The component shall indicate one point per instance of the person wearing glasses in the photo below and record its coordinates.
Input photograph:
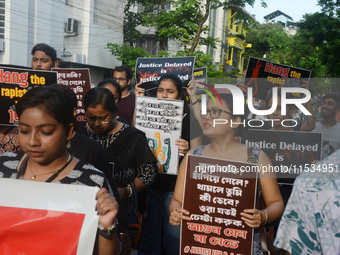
(46, 122)
(116, 90)
(123, 75)
(224, 146)
(135, 166)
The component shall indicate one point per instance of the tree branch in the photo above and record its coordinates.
(200, 25)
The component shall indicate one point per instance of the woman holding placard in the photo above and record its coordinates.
(224, 146)
(45, 126)
(158, 236)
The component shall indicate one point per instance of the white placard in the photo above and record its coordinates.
(161, 120)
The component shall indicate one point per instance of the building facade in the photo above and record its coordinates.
(77, 29)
******************************
◆ **Work to be completed**
Could you print all of the material above word for word, omitting the picture?

◆ **Result of this task**
The component shall indicate one point per instance of the person wearing glasses in the photo below and record its coordinates.
Input photograph:
(46, 122)
(116, 90)
(123, 75)
(224, 146)
(135, 166)
The component shall indicate one point per instance of the tree branch in the photo above and record its coordinates.
(200, 25)
The component shall indicate one point per instance of the woman holding placard in the photo above and record its coordinates.
(224, 146)
(45, 126)
(158, 236)
The component shall indicate one point per instance of the white placard in the photo above and record its coordinates.
(161, 120)
The component shall indicate one point per instance of the building facade in the photo above and record its coordinates.
(77, 29)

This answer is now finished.